> [Extrait fourni]
================

La phase marine de la vie du saumon Atlantique est encore mal connue, mais au moins avons-nous la certitude chiffrée des dégats occasionnés aux stocks des rivières Irlandaises, Anglaises, Françaises et Espagnoles par les filets dérivants Irlandais à l’Ouest et au Sud de l’Irlande depuis les années 70 ; ce sont en effet plus de 200.000 saumons adultes qui sont éliminés chaque année par ces filets au cours de leur migration de retour vers leurs rivières natales, au stade de leur maturité pour la reproduction. Qu’il en subsiste encore dans nos rivières tient du miracle, mais tout espoir n’est pas perdu : le NASF a proposé au Gouvernement Irlandais le rachat de ces filets, moyennant compensations équitables et reconversions professionnelles pour les pêcheurs ; ce combat semble être aujourd’hui entré dans sa phase finale, avec l’appui de la CEE.

D’autres activités de pêche industrielle, exercées par diverses flottes de grands chalutiers pélagiques opérant dans l’Atlantique Nord Est, constituent une autre cause probable de la raréfaction du saumon en Europe ; toutefois l’impact réel de ces activités, qui font actuellement l’objet d’études par le CIEM , n’a pas encore pu être quantifié et ne fait à ce jour l’objet d’aucune mesure de réglementation.

Il s’agit :

– de la pêche dite « minotière », qui prélève plusieurs millions de tonnes par an de petits poissons fourrages, tels que capelans, sandeels, sprats etc…destinés aux lobbies industriels de la transformation en farine de poisson et aliments pour animaux, tout particulièrement pour l’aquaculture du…saumon d’élevage !

================

> [Lignes de données]
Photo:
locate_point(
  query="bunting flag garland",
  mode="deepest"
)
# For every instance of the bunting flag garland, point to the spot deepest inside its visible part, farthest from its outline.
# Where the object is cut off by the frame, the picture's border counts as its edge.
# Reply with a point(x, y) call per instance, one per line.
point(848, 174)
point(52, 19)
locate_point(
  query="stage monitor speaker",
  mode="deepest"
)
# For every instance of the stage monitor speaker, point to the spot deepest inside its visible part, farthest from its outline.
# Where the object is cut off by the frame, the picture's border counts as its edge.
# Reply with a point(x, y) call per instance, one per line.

================

> [Travail demandé] D'après l'extrait sur le saumon Atlantique, combien de saumons adultes les filets dérivants irlandais éliminent-ils chaque année ?

> [Réponse rédigée] Ces filets éliminent chaque année plus de 200 000 saumons adultes.